(Saved entries)
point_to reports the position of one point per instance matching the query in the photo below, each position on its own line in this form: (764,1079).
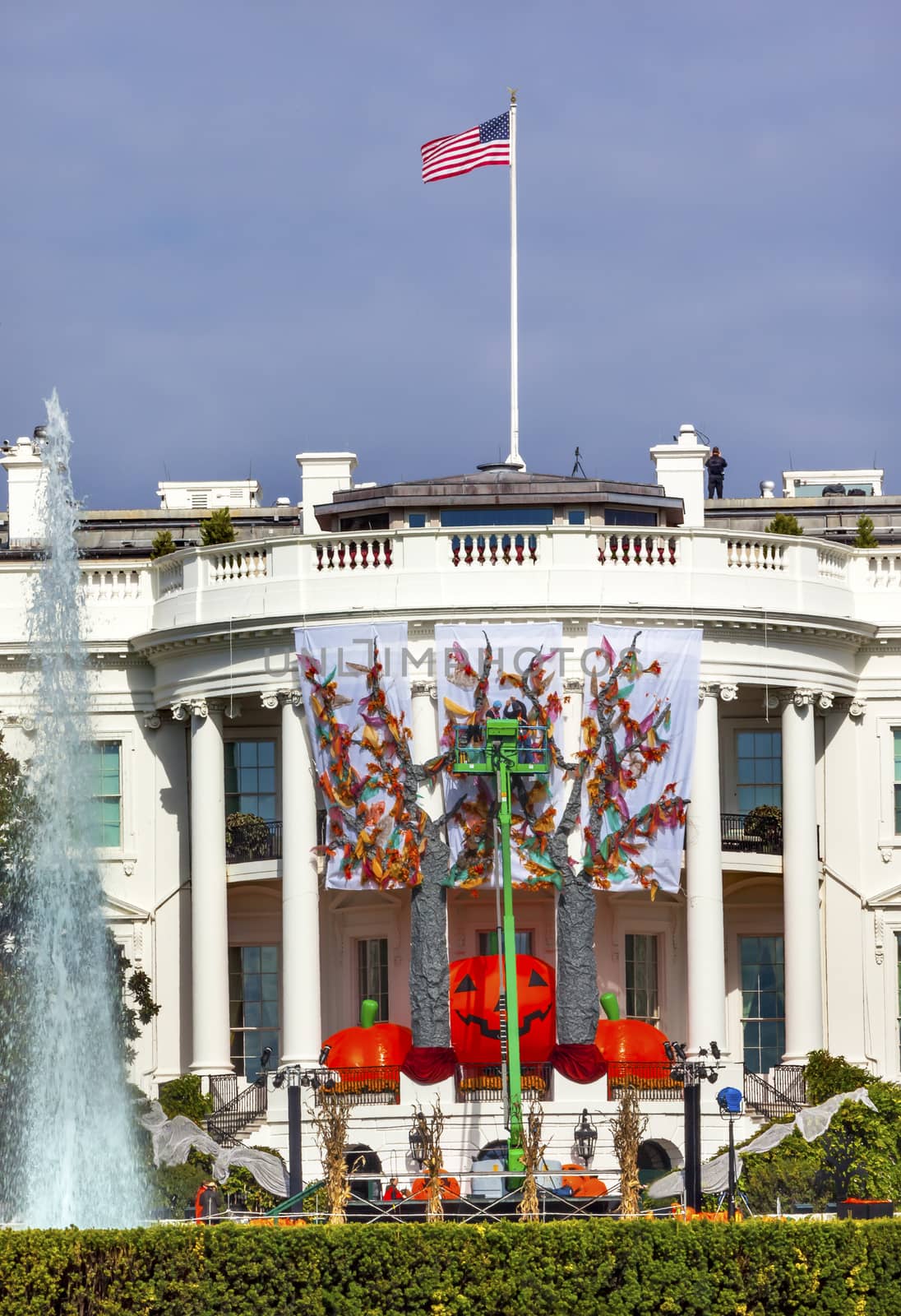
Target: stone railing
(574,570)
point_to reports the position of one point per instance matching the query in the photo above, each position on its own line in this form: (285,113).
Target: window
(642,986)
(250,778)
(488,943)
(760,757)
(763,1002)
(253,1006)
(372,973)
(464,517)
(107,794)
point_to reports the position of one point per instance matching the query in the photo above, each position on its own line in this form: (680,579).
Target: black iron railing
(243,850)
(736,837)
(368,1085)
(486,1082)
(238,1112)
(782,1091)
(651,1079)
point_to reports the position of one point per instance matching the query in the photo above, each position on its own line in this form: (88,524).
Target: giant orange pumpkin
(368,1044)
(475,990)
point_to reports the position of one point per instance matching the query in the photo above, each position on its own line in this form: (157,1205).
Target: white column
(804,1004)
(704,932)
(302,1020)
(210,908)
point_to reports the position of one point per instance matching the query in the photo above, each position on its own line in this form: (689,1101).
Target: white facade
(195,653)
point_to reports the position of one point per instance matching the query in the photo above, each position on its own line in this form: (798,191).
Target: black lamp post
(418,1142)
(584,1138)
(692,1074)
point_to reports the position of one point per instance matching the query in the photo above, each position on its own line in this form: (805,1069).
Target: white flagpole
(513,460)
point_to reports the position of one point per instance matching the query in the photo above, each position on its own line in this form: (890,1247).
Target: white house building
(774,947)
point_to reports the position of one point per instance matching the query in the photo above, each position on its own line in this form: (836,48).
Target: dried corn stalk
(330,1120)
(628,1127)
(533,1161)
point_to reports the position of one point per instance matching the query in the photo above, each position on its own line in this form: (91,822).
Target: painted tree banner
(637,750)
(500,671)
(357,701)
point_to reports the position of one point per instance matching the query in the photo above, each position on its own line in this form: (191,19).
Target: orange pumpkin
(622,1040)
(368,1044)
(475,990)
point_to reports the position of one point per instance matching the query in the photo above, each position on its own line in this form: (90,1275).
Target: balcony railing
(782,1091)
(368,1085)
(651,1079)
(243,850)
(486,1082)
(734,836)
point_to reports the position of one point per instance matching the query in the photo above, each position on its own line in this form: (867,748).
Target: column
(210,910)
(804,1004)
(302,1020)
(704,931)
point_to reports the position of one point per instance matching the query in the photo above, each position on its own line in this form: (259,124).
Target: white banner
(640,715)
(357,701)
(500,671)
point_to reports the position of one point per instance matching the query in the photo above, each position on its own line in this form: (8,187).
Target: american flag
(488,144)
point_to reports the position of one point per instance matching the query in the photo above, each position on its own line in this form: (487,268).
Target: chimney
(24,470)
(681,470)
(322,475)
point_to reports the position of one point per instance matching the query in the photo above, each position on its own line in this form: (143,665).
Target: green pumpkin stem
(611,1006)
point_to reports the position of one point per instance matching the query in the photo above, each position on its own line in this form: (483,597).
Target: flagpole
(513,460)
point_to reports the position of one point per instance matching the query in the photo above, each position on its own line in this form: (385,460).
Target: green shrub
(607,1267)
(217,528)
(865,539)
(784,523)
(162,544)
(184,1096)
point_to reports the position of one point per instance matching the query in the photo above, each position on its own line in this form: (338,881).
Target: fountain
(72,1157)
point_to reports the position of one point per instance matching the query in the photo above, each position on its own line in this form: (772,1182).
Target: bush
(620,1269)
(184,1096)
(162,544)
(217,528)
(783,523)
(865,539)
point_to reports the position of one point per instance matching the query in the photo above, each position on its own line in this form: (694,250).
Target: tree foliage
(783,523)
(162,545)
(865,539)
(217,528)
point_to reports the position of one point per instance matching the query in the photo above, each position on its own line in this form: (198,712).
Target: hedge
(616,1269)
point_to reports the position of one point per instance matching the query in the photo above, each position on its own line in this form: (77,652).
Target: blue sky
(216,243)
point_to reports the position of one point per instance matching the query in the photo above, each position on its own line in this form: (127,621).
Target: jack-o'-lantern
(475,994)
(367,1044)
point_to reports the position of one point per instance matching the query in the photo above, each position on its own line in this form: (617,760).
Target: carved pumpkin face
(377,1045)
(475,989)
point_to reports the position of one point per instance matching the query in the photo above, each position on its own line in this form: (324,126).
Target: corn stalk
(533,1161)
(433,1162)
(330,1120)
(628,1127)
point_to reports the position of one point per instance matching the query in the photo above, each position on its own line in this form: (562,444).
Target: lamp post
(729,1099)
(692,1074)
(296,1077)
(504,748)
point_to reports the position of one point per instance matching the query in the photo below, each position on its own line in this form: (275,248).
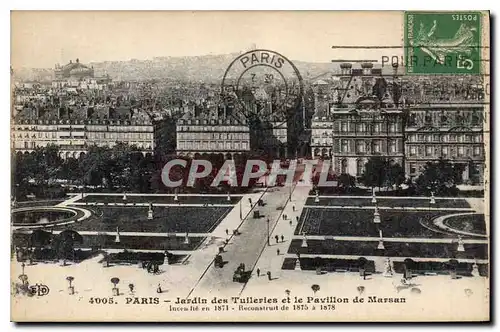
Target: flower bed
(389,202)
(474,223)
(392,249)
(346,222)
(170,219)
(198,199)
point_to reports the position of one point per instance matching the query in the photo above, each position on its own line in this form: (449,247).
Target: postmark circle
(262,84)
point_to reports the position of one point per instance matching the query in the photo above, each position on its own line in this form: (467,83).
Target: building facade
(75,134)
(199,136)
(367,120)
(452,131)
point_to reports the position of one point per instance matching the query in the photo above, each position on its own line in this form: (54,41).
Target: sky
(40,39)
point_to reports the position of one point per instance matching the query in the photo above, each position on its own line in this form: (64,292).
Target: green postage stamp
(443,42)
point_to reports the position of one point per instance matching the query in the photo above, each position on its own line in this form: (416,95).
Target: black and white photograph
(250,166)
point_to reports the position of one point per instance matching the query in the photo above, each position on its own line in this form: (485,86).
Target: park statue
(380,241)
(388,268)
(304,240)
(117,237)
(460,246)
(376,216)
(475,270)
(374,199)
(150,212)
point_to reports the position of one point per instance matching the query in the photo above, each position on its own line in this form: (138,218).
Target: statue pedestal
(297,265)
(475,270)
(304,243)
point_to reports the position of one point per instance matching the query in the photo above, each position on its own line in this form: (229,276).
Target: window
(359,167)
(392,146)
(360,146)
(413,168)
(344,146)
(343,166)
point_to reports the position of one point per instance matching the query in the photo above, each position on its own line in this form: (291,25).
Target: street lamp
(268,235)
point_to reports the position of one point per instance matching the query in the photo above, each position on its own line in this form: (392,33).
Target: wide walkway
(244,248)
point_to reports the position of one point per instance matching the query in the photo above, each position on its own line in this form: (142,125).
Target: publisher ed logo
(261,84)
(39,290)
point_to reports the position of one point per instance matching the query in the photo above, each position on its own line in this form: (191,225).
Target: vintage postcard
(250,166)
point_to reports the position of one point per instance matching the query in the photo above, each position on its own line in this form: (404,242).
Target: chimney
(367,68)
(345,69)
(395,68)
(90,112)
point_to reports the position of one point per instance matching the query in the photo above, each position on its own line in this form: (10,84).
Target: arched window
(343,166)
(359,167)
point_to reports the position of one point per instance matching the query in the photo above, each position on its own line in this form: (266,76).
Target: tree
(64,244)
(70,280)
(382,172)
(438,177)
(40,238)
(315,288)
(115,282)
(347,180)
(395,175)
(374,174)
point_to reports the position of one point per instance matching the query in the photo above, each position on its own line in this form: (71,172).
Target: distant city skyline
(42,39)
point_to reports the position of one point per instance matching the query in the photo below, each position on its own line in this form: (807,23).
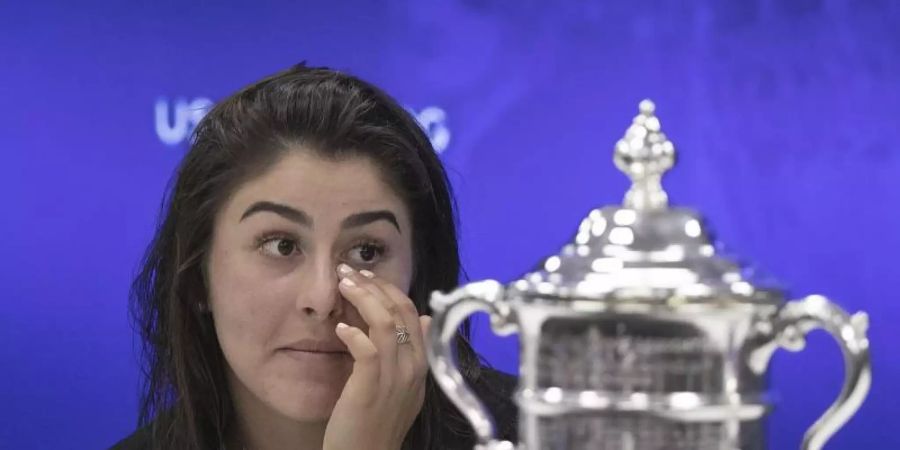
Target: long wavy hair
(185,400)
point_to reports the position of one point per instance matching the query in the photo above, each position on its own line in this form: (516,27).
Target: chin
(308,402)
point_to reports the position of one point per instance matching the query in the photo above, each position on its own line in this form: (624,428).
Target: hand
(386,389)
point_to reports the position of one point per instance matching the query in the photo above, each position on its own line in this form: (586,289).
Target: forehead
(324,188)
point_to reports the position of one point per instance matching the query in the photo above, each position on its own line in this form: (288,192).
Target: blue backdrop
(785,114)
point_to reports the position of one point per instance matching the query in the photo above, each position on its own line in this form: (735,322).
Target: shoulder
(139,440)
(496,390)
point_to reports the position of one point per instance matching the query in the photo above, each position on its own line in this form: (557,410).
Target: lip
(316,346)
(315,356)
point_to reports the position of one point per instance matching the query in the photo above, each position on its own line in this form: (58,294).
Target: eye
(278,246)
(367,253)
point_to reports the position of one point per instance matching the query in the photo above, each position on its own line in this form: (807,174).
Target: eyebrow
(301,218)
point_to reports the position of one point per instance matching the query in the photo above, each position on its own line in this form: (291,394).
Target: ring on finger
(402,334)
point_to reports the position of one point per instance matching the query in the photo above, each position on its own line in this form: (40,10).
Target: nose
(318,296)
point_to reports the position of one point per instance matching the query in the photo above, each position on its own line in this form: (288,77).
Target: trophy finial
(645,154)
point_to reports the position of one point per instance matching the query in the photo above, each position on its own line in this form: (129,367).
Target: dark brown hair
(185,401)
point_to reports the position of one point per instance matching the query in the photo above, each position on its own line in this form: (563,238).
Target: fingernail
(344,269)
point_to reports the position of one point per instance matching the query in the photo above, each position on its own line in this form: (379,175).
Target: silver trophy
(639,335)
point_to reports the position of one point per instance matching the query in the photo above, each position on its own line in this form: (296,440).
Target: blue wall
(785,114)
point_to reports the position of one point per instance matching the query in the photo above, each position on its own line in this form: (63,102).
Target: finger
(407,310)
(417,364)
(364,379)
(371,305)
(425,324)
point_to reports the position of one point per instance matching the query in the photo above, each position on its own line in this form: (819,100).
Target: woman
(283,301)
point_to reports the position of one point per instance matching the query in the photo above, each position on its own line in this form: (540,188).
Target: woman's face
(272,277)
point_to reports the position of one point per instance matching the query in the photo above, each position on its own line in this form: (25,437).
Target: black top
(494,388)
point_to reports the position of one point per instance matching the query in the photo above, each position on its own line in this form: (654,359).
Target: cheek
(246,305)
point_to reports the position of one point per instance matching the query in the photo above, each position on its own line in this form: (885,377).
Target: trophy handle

## WORK INSTRUCTIONS
Repeat, word for word and with no pictures, only the lines running from the beginning of the data to the line that contains "this form: (157,1205).".

## ANSWER
point_to reports the position of one point per instance matching the query in the photo below, each position on its own line in this form: (764,1079).
Target: stone railing
(574,570)
point_to reports the position of one point per instance matching the query in the photo above, each position on its own line in this form: (285,113).
Target: window
(642,986)
(250,778)
(488,943)
(760,757)
(763,1002)
(253,1006)
(372,973)
(464,517)
(107,794)
point_to reports the position of one point per instance matching the query in the photo above, each position on its own line in this form: (680,579).
Target: black iron railing
(243,850)
(736,837)
(368,1085)
(486,1082)
(238,1112)
(782,1091)
(651,1079)
point_to reports the position of one point per instance matching the query in the photo above, each position on its own line in this form: (88,524).
Target: giant orange pumpkin
(368,1044)
(475,990)
point_to reports the position of one point per instance matching the query in the photo above, each position on its own line in this form: (157,1205).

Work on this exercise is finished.